*TEKS YANG DIBERIKAN*.
◆ ◆ ◆ ◆ ◆ ◆ ◆

Mungkin lebih konstruktif dan punya manfaat, jika diskusi memang diarahkan 
dalam konteks decision making. 

Salah riset terbaru terbaru dari neuroscience di bidang pengambilan keputusan, 
memperlihqtakan bhw political science lebih banyak merupakan pilihan emosional 
[bukan artiaan jelek lho. Emosi membuat manusia menjadi manusia]. katanya 
karena ada input masuk pertama ke otak dan ketemu dgn gumpalan berbentuk kenari 
di bagian limbic otak. Gumpalan tsb berfungsi mengatur emosi. Dan ketika 
informasi masuk yg sifatnya berlawan dgn nilai/belief yg kita percaya. 
Simplenya, informasi difilter dulu oleh emosi. Mekanisme yg terjadi banyak 
menjelaskan kenapa org sulit berubah, dan mengapa tokoh2 politik dgn jargon2 
simple lebih diminati. 

Kulihat2 neuroscience sgt menjanjikan, dan rasanya bisa merubah banyak cara 
pandang kita dalam memahami suatu fenomena. Jg di bidang ilmu ekonomi, dimana 
masing sering digunakan asumsi manusia sbg mahluk yg rasional.

◆ ◆ ◆ ◆ ◆ ◆ ◆

*MATERI YANG DISEDIAKAN*.
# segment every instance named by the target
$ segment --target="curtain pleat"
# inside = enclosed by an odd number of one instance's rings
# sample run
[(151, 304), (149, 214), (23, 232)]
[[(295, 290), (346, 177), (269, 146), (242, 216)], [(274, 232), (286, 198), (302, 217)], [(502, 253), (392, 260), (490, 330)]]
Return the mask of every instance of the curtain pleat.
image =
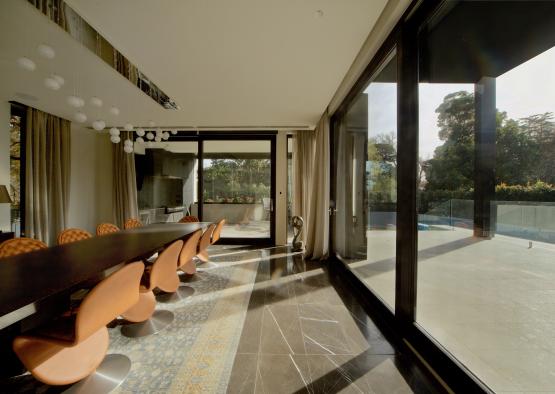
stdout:
[(25, 235), (50, 245), (66, 227), (71, 122), (34, 108), (26, 122)]
[(139, 217), (137, 203), (137, 178), (135, 176), (135, 154), (125, 153), (123, 141), (132, 139), (133, 133), (121, 132), (119, 144), (112, 144), (114, 165), (114, 216), (116, 224), (123, 227), (125, 220)]
[(304, 219), (306, 256), (321, 260), (329, 248), (329, 117), (314, 132), (293, 137), (293, 214)]

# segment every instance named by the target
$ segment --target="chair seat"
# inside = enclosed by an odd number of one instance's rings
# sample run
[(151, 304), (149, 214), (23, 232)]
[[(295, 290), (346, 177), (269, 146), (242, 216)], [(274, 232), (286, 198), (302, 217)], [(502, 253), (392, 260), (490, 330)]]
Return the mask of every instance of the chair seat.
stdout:
[(31, 336), (67, 342), (67, 345), (71, 346), (75, 342), (76, 318), (77, 311), (71, 311), (33, 330)]
[(96, 333), (74, 346), (39, 336), (21, 336), (13, 348), (25, 367), (40, 381), (51, 385), (77, 382), (94, 371), (108, 350), (108, 329)]

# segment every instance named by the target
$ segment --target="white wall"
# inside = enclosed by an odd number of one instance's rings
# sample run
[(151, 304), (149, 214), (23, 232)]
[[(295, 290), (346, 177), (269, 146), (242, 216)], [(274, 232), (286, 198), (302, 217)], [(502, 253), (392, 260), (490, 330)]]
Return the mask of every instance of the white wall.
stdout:
[(94, 234), (100, 222), (113, 221), (112, 151), (107, 134), (72, 124), (68, 227)]
[[(0, 185), (10, 190), (10, 103), (0, 102)], [(10, 204), (0, 204), (0, 230), (10, 231)]]

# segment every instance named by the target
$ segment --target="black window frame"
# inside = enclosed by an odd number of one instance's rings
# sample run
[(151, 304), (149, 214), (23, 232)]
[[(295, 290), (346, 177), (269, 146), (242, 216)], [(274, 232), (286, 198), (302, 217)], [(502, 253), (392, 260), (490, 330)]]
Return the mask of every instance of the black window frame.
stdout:
[(392, 50), (397, 53), (397, 240), (395, 312), (353, 270), (346, 261), (335, 254), (335, 221), (330, 220), (331, 258), (340, 263), (340, 272), (355, 284), (359, 296), (382, 321), (384, 327), (401, 343), (408, 346), (436, 373), (443, 383), (454, 391), (489, 393), (491, 390), (466, 366), (453, 357), (416, 322), (417, 268), (418, 268), (418, 38), (422, 26), (447, 0), (413, 0), (391, 33), (368, 63), (346, 97), (330, 119), (330, 202), (336, 198), (336, 157), (334, 140), (339, 133), (339, 123), (350, 105), (372, 76), (387, 59)]
[[(25, 173), (27, 169), (27, 109), (28, 107), (24, 104), (10, 101), (10, 117), (18, 116), (20, 119), (19, 123), (19, 218), (20, 218), (20, 232), (21, 236), (25, 236), (25, 204), (26, 204), (26, 182)], [(11, 168), (11, 158), (10, 158), (10, 168)], [(11, 170), (10, 170), (11, 171)], [(10, 226), (11, 226), (11, 208), (10, 208)]]

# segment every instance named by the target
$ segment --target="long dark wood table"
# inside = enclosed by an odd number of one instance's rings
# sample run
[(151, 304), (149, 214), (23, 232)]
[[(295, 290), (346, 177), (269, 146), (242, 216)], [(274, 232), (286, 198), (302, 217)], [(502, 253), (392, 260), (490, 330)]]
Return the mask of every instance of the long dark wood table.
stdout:
[(153, 224), (0, 259), (0, 329), (35, 313), (42, 300), (148, 257), (206, 225)]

◆ ◆ ◆ ◆ ◆ ◆ ◆

*TUGAS YANG DIKERJAKAN*.
1. Sunting teks tentang pengambilan keputusan dari "Salah riset terbaru" sampai "yg kita percaya.", lalu ganti "neuroscience" dengan "ilmu saraf".
2. Lanjutkan teks tentang pengambilan keputusan mulai dari bagian tempat teks itu berhenti.

*JAWABAN TUGAS*.
1.
Salah riset terbaru terbaru dari ilmu saraf di bidang pengambilan keputusan, 
memperlihqtakan bhw political science lebih banyak merupakan pilihan emosional 
[bukan artiaan jelek lho. Emosi membuat manusia menjadi manusia]. katanya 
karena ada input masuk pertama ke otak dan ketemu dgn gumpalan berbentuk kenari 
di bagian limbic otak. Gumpalan tsb berfungsi mengatur emosi. Dan ketika 
informasi masuk yg sifatnya berlawan dgn nilai/belief yg kita percaya.

2.
Salam,
Enda

--- In AhliKeuangan-Indonesia@yahoogroups.com, "Ignace I. Worang" 
<ignacewor...@...> wrote:
>
> Politik tidak bisa dinilai secara baku apakan itu brutal, materialistis atau
> irrasional karena tergantung dengan keadaan, kultur, tingkat intelektual
> dimana politik ini akan dijalankan.  Contohnya seperti yang anda katakan
> bahwa masyarakat daerah gampang dimobilisasi dengan umpan2 politik yang
> tidak edukatif, ya mungkin kalau umpannya edukatif, masyarakatnya tidak
> termobilisasi.  Politik adalah cara pencapaian tujuan, caranya bagaimana ya
> bebas saja.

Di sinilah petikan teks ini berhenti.